▶ [Texto del ejercicio]:
Los acontecimientos vividos en lo que llevamos de siglo confirman el avance de la incertidumbre, el desmoronamiento de las certezas. La sensación de formar parte del progreso se diluye y, sin embargo, disponemos de recursos tecnológicos que curiosamente aumentan la sensación de agobio y de incertidumbre. Es un terreno abonado para los populismos, que canalizan el desconcierto y el resentimiento, y que reconfortan a los desamparados con el odio al diferente y el planteamiento de soluciones imposibles de aplicar y que, si se aplicasen, no resolverían los problemas, sino que los agravarían.
Hay una oferta casi ilimitada de contenidos en los medios, pero las noticias y las imágenes son filtradas por las agencias de modo que son siempre las mismas, sin ningún análisis que permita comprenderlas. El resultado es un aluvión de información poco o nada contrastada que convive con la manipulación de las noticias, un caos al que cada uno sobrevive como puede, muchas veces mediante la indiferencia. Es un escenario ideal para el poder, desaparecidas no ya las alternativas, sino también los análisis. La desmovilización ciudadana solo se interrumpe cuando las elites seducen a la gente común con proyectos basados en el engaño. Entonces las emociones sustituyen a la razón y la gente vota lo que probablemente ha de perjudicarlos, para regocijo de los manipuladores. Algunos de los políticos con más éxito en las democracias supuestamente avanzadas son magníficos y raros ejemplares de bribones.

▶ [Tarea 1]: Traduce al inglés esta oración del texto sobre la incertidumbre y los populismos: "Algunos de los políticos con más éxito en las democracias supuestamente avanzadas son magníficos y raros ejemplares de bribones."
▶ [Tarea 2]: Prolonga el texto sobre la incertidumbre y los populismos con un párrafo nuevo que empiece después de su última oración.
Los datos que aparecen a continuación no son necesarios.

(Datos de localización de puntos en imágenes)
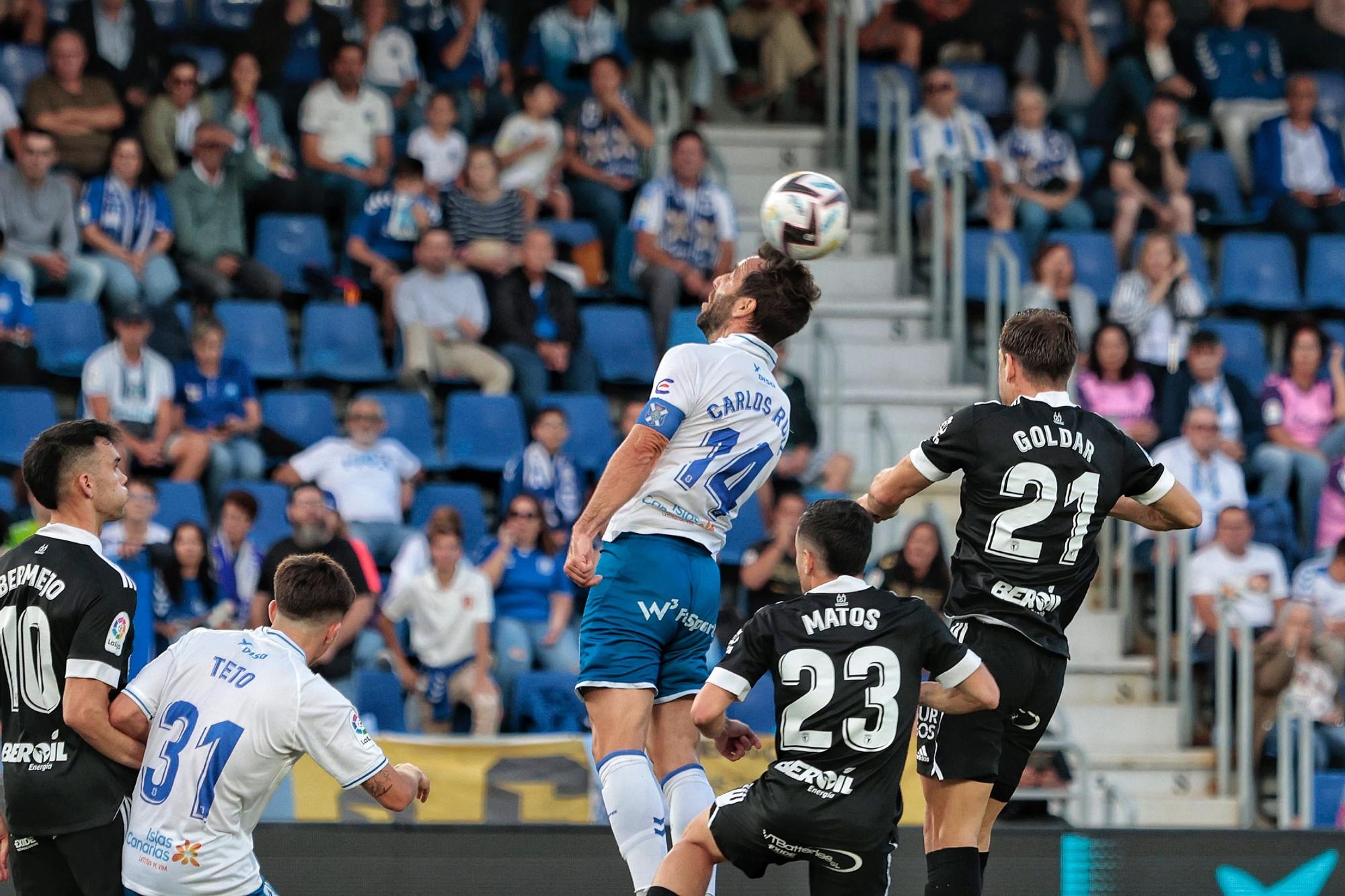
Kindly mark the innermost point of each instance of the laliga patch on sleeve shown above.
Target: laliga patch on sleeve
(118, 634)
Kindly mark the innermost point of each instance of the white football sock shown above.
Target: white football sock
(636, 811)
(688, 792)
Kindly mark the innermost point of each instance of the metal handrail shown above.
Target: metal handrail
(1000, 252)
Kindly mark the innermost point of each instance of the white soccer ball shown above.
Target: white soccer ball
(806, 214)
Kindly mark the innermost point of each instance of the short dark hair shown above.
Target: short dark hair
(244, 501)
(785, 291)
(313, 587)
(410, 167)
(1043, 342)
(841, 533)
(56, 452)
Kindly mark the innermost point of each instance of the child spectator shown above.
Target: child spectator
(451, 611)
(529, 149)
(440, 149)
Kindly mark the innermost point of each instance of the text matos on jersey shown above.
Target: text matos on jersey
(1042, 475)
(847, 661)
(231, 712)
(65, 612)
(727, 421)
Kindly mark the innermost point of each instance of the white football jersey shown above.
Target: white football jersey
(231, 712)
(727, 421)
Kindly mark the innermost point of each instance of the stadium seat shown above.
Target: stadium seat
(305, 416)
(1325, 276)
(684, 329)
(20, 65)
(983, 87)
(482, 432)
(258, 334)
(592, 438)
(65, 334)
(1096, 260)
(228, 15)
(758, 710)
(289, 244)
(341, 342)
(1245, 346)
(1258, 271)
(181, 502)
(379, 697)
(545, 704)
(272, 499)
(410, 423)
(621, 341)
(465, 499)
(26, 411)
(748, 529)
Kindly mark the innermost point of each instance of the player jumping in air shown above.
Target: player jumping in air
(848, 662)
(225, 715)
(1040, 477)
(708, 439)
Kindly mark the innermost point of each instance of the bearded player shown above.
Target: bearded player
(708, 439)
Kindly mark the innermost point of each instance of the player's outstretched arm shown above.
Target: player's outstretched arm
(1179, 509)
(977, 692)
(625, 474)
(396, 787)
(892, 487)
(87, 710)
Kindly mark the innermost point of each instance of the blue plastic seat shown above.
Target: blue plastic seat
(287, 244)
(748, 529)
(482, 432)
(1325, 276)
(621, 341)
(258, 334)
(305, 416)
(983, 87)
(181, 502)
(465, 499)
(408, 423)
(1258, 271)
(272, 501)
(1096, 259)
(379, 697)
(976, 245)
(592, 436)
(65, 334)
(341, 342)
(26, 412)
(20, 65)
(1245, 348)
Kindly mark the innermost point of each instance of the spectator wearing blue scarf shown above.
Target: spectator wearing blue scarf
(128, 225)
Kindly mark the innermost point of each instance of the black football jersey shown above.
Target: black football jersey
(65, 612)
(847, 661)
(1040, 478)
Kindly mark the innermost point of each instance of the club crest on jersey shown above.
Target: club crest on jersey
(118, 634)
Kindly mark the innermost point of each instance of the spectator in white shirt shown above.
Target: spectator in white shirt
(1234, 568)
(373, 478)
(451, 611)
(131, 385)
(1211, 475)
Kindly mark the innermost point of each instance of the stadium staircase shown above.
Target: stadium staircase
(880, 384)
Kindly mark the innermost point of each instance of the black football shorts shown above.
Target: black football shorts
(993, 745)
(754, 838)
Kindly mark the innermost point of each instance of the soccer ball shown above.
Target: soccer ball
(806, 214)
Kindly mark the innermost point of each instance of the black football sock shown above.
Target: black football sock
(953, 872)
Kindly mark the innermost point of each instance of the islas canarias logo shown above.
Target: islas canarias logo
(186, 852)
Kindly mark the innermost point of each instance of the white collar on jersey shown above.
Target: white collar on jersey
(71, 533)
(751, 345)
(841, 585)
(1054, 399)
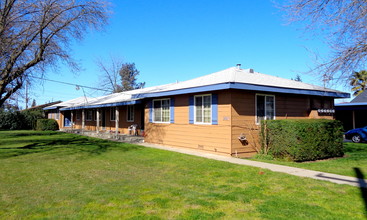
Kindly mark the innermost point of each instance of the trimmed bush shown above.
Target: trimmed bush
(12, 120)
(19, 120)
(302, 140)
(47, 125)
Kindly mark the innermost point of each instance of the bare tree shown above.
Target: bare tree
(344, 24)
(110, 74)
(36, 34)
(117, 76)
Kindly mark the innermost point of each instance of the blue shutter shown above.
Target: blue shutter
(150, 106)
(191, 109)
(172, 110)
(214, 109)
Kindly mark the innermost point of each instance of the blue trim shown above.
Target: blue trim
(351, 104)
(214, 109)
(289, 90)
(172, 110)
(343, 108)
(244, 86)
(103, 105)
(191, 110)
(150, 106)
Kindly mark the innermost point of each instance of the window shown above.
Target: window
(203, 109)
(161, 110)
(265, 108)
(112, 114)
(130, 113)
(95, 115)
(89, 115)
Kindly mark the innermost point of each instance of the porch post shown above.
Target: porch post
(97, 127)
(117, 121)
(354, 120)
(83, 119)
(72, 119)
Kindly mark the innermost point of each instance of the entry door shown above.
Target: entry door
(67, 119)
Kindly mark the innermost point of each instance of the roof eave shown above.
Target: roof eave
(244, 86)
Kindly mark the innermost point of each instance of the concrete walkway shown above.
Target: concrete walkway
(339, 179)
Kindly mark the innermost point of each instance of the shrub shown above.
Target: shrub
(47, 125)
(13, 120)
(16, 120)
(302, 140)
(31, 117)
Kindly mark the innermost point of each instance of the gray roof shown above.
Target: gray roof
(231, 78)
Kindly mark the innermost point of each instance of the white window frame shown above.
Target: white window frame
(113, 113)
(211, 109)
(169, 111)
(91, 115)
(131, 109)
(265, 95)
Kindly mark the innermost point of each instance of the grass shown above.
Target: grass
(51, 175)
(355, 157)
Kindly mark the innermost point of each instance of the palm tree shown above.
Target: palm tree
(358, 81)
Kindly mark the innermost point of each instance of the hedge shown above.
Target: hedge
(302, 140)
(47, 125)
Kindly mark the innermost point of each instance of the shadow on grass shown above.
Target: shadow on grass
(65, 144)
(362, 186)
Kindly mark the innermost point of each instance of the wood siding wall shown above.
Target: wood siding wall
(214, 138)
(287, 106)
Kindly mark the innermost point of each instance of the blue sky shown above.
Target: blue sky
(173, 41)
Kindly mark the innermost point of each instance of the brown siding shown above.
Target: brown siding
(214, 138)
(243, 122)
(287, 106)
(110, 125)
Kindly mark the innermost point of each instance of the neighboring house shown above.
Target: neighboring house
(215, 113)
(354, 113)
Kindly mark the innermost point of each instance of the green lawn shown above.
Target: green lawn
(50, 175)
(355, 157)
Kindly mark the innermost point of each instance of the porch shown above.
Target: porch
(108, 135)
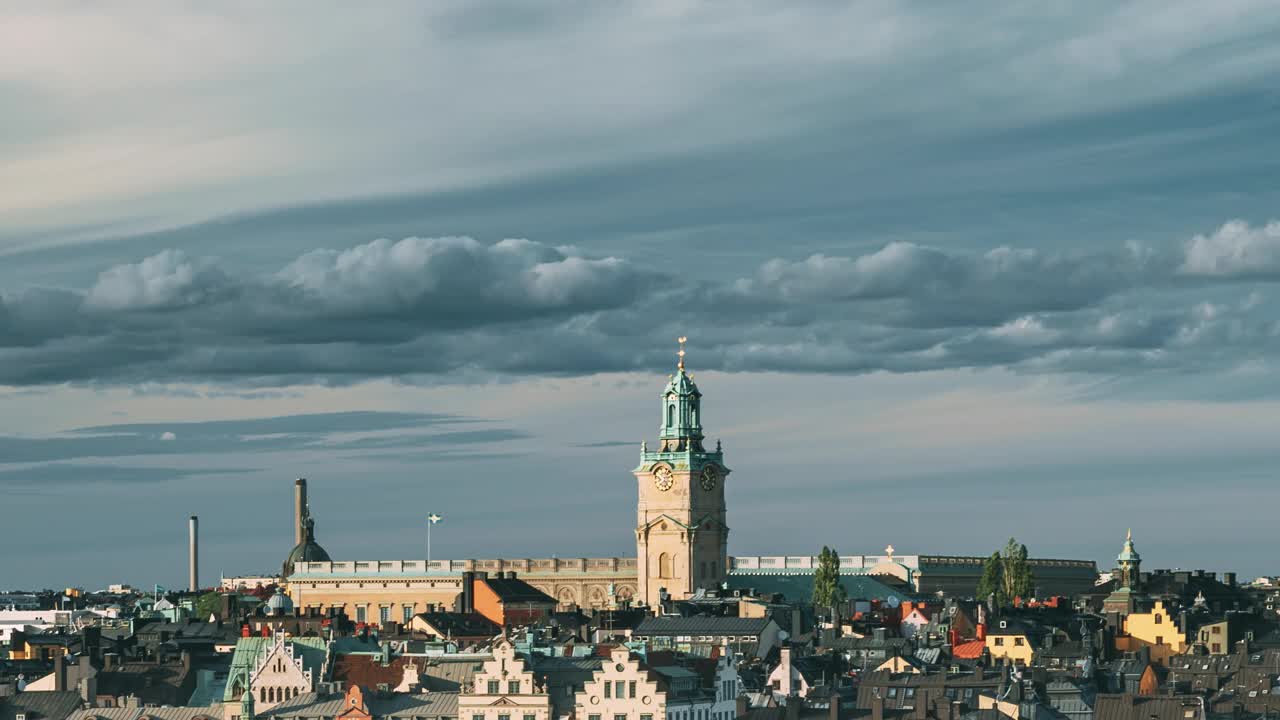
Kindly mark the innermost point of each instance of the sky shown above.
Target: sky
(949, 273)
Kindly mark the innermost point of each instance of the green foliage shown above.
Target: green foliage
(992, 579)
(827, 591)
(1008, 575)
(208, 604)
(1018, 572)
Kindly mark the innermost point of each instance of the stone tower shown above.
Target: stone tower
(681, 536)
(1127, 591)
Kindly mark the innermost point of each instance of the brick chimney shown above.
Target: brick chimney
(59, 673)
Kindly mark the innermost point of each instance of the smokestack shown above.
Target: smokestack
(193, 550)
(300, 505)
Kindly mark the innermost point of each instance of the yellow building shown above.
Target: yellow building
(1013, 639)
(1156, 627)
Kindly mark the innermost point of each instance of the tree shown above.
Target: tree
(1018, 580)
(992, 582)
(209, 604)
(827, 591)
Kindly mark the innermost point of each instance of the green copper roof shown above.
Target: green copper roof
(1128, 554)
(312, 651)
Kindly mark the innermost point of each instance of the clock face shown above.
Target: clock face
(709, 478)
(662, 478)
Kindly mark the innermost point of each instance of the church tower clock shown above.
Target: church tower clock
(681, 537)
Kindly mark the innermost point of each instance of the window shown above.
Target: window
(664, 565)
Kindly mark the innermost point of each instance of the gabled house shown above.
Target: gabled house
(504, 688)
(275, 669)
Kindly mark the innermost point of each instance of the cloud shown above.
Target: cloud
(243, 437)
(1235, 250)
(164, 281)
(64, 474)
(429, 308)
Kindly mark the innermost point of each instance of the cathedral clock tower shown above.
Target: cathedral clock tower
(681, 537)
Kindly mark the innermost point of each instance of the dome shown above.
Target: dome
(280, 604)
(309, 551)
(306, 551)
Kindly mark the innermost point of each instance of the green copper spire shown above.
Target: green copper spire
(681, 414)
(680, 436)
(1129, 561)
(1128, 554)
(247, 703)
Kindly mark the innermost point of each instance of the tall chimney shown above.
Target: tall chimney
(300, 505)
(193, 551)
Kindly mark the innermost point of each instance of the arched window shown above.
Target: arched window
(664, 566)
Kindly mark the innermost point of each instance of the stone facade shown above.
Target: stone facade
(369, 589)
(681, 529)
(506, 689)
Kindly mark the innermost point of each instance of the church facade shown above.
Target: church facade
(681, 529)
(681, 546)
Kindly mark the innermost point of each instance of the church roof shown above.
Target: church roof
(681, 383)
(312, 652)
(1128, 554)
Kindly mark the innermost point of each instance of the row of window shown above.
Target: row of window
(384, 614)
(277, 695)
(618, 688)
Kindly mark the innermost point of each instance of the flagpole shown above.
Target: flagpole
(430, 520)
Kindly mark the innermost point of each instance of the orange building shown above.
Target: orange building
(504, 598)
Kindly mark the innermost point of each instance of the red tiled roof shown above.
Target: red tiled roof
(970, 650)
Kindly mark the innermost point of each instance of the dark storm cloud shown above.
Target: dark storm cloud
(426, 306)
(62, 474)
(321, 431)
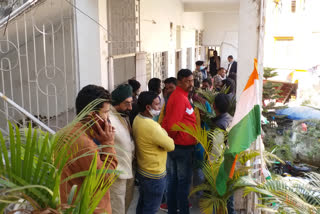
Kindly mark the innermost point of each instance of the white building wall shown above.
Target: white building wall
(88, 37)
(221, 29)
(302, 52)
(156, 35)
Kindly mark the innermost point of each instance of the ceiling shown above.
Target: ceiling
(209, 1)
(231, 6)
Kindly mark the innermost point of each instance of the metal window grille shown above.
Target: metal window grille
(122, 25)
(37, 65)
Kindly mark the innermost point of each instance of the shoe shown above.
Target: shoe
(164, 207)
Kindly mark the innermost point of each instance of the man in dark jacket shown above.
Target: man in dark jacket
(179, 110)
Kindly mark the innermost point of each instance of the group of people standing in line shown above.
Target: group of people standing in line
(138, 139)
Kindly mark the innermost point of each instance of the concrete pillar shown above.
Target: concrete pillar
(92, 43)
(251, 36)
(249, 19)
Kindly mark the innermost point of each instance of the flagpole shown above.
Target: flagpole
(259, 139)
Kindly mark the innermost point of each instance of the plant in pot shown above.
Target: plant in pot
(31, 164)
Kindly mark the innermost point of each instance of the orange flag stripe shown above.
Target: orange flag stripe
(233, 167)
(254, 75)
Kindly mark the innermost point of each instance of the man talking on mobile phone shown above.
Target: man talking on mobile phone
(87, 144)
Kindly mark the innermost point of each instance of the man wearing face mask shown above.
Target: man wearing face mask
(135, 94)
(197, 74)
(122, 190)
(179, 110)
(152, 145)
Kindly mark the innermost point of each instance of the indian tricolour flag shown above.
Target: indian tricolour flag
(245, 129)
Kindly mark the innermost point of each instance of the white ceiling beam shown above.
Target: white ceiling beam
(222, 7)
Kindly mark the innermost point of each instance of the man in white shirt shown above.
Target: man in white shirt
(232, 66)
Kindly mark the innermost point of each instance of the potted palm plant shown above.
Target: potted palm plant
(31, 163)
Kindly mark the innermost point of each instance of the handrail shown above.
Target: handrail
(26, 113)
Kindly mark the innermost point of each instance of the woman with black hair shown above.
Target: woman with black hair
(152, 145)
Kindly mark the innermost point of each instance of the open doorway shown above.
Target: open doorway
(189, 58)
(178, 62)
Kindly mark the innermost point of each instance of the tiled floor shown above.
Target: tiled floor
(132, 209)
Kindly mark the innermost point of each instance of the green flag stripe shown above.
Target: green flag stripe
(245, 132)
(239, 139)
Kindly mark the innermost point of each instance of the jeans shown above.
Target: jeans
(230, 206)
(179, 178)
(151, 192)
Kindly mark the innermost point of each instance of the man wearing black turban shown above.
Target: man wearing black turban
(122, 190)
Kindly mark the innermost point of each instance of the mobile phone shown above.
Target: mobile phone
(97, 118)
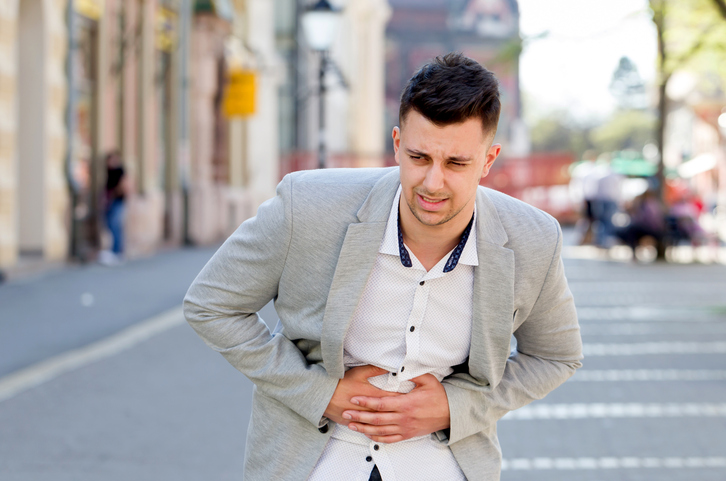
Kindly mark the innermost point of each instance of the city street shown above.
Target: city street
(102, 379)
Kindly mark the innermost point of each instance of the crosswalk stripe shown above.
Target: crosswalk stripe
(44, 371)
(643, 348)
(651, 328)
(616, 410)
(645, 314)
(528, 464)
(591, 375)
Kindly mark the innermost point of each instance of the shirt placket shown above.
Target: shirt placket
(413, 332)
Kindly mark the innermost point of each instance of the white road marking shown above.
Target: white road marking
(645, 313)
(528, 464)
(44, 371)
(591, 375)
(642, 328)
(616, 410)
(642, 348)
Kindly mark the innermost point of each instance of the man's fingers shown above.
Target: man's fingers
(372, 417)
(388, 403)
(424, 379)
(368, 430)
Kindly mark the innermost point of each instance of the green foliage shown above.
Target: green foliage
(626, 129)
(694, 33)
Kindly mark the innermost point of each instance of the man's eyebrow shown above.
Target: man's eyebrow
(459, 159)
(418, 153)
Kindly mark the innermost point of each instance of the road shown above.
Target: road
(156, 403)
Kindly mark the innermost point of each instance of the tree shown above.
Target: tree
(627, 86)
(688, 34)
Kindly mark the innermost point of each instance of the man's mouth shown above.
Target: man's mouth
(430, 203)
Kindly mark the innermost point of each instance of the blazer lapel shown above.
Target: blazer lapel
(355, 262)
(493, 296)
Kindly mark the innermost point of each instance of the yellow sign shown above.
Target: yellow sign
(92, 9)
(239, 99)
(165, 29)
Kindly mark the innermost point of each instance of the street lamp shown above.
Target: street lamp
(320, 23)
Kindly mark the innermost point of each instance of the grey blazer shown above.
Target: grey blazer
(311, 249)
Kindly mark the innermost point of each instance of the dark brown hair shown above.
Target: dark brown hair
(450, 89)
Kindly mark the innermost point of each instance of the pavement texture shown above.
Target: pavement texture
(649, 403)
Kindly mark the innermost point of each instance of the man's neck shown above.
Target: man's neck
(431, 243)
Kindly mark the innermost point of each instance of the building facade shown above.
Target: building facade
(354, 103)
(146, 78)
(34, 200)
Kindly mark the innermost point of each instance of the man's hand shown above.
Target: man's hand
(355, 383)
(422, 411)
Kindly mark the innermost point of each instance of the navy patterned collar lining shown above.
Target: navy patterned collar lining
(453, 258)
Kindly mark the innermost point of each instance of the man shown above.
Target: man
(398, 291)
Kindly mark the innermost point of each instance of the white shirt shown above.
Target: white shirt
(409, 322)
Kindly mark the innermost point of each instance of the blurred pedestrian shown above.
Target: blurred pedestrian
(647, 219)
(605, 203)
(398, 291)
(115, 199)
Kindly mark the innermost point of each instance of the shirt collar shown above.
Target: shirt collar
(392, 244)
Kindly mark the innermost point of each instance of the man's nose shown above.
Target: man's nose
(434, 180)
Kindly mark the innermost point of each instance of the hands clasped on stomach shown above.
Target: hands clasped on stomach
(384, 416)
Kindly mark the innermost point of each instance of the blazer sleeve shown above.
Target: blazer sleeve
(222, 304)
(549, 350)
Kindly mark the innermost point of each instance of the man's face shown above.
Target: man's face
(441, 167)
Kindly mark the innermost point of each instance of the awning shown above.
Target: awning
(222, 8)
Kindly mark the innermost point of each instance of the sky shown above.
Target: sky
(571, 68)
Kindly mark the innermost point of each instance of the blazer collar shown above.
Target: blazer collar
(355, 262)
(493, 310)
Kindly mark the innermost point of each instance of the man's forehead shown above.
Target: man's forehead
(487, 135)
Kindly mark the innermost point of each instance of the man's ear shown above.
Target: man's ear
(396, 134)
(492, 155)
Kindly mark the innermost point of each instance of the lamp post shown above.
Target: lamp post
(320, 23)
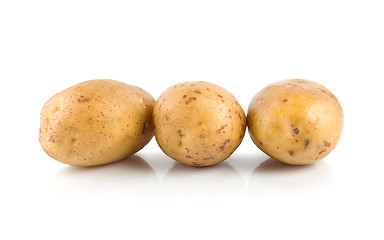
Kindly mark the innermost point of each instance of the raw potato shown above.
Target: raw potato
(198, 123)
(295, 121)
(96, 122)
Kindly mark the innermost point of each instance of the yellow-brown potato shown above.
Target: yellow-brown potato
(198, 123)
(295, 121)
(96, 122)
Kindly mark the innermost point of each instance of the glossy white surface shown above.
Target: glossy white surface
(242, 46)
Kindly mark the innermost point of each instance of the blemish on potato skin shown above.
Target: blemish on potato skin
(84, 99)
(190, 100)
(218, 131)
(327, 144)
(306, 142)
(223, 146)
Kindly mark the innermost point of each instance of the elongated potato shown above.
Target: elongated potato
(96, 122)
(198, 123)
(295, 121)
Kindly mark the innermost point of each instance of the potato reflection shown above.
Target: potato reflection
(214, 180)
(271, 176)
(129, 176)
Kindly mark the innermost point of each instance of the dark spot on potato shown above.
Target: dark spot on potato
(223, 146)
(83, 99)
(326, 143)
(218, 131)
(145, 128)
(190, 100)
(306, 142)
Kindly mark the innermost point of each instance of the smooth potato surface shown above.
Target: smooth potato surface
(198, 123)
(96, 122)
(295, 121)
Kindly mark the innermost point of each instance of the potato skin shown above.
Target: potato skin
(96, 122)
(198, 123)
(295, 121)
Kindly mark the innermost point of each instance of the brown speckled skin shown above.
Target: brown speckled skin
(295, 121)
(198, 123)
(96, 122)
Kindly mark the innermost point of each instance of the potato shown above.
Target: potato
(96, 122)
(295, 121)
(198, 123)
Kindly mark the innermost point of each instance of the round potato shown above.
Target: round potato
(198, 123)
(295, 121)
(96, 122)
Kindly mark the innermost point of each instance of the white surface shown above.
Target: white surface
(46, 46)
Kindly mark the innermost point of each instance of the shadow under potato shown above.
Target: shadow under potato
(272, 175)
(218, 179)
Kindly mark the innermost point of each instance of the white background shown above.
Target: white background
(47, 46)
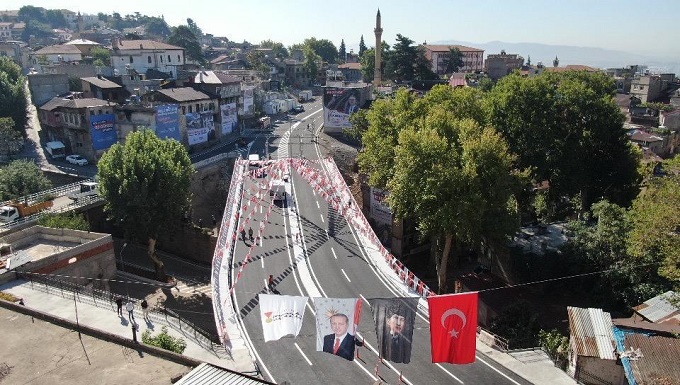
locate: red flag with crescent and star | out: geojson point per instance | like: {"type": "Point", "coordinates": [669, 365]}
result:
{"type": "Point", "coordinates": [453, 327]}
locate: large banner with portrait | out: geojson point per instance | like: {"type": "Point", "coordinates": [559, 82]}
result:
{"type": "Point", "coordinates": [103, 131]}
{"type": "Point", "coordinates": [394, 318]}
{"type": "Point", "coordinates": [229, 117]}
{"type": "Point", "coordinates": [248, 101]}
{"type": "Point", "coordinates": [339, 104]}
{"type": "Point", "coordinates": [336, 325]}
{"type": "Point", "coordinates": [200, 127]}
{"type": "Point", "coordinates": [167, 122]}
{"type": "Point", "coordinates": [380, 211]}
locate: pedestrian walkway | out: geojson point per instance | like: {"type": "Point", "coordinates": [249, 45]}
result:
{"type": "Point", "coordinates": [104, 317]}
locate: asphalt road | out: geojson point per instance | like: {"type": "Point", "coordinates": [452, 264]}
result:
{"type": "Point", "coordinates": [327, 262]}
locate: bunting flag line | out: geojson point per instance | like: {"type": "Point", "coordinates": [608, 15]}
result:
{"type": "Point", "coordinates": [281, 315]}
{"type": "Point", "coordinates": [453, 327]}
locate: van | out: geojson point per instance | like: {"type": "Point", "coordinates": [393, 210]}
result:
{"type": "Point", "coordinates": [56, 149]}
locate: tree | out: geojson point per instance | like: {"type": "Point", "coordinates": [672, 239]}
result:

▶ [Respuesta 1]: Some of the most successful politicians in supposedly advanced democracies are magnificent and rare specimens of scoundrels.

▶ [Respuesta 2]:
Daniel Innerarity ha analizado lo que denomina la sociedad del desconocimiento; ha descrito el desconocimiento que desconocemos en una época que aparentemente está en condiciones de conocerlo casi todo, y que no consigue fijar un consenso en nada. Los seres humanos soportan mejor la escasez que el caos, las falsas certezas que las incertidumbres, y proliferan los populismos, las teorías de la conspiración, los negacionistas, incluso los terraplanistas celebran jovialmente sus congresos. Todo gira, todo cambia, y la gente no sabe a qué agarrarse, en quién confiar, cómo diferenciar entre lo verdadero y lo falso, entre lo útil y lo tóxico. Las grandes empresas tecnológicas redoblan su apuesta por un mundo totalmente desregularizado, que encuentra una de sus culminaciones en las criptomonedas ajenas a la regulación de los Estados. Mientras tanto, esos mismos Estados de los que se anuncia su muerte inminente gozan de más poder e información que nunca, y han confinado durante la pandemia a esos ciudadanos aparentemente libres, que descubrieron de pronto que ni siquiera podían salir de sus casas. El desafío es de tales dimensiones que nadie puede presagiar el futuro o proponer una solución que no sea recibida con una sonrisa. Y, sin embargo, el desconocimiento y la incertidumbre deberán gestionarse democráticamente para preservar cuanto se pueda de las sociedades democráticas. El resultado será seguramente decepcionante; continuarán los conflictos, las desigualdades e incluso la sensación de caos, pero estremece visualizar la otra alternativa: la gestión autoritaria que diluya las estructuras democráticas y las sustituya por el totalitarismo apoyado en el control tecnológico desde la cuna a la tumba. No podremos elegir entre lo bueno y lo mejor, habremos de optar entre lo malo y lo intolerable, entre el elogio de las certezas divulgadas por el poder, en el peor sentido de la palabra, y el elogio de la incertidumbre.